| Written task 1 |
List the username of every poster whose name heads a post in the calculator forum thread.
| Written task 2 |
In the calculator forum thread, set down word for word the stretch from "## harshilsharma63 (Apr" through "Give it a try.".
| Written task 3 |
Answer these questions from the calculator forum thread:
(a) Which two places does Shah suggest trying?
(b) What does harshilsharma63 say the original poster should have mentioned?
(c) Which header does setanjan123 recommend using for the calculator's operations?

| Given passage |
|---|

# sample programme



## johnrambo4 (Apr 6, 2013)

How to make a simple calculator in dev c++? Can someone  write full programme? Thanks in advance.


----------



## Shah (Apr 7, 2013)

You can try going to PSC or sourceforge. I am too lazy to post a full program(FYI, not programme).


----------



## harshilsharma63 (Apr 7, 2013)

You should mention the programming language. I would help if you would have asked for some logic or particular problem you are facing, but full code???


----------



## metalheadgrv (May 14, 2013)

At least Give it a try. 
We will help you out. Making a calculator in easy.


----------



## setanjan123 (Jul 19, 2013)

This post maybe a bit late but anyway ill give you a basic outline. Use math.h for the operations of your calc. Write a menu driven program using switch case. Each case will have a specific operation. I hope i made myself clear


----------



## IndRaj95 (Jul 27, 2013)

|---|

| Data extract |
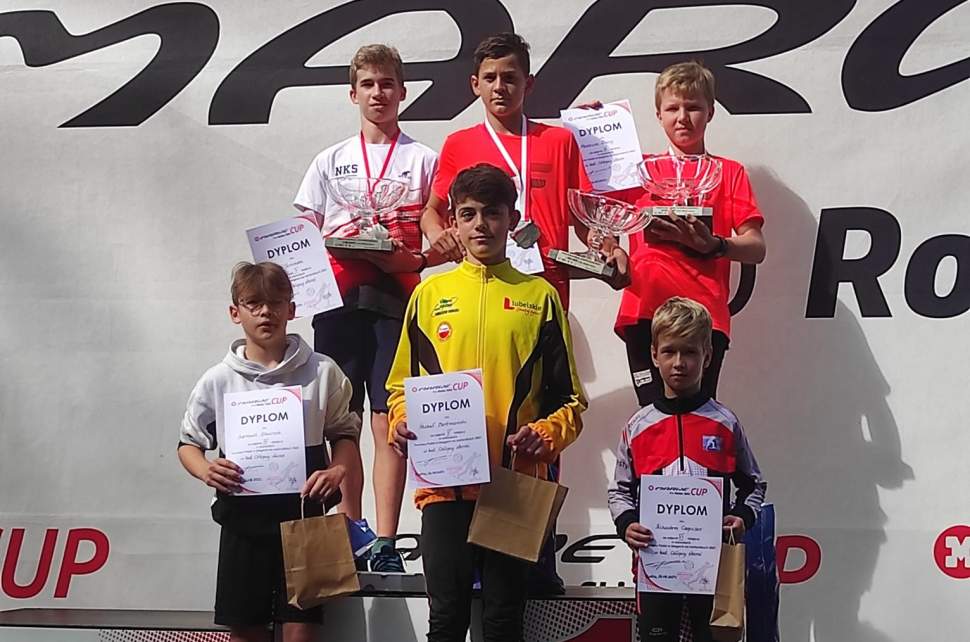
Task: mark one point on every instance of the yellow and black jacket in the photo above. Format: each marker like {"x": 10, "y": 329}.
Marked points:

|---|

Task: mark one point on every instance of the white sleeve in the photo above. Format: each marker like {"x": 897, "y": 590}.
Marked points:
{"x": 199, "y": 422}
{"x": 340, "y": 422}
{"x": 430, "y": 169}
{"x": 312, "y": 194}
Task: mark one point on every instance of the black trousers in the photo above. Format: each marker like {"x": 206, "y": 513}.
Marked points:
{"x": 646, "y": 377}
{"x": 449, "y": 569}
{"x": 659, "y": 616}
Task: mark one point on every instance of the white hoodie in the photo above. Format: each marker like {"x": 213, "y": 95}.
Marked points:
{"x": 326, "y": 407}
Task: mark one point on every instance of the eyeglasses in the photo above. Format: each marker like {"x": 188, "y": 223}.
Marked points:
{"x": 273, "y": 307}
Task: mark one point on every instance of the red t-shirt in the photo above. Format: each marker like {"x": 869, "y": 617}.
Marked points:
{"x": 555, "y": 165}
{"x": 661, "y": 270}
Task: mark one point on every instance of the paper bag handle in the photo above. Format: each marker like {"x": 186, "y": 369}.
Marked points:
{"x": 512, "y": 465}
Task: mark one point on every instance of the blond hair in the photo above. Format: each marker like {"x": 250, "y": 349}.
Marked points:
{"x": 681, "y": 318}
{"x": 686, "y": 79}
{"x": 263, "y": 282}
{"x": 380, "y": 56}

|---|

| Right answer 1 |
johnrambo4
Shah
harshilsharma63
metalheadgrv
setanjan123
IndRaj95

| Right answer 2 |
## harshilsharma63 (Apr 7, 2013)

You should mention the programming language. I would help if you would have asked for some logic or particular problem you are facing, but full code???


----------



## metalheadgrv (May 14, 2013)

At least Give it a try.

| Right answer 3 |
(a) PSC or sourceforge
(b) The programming language
(c) math.h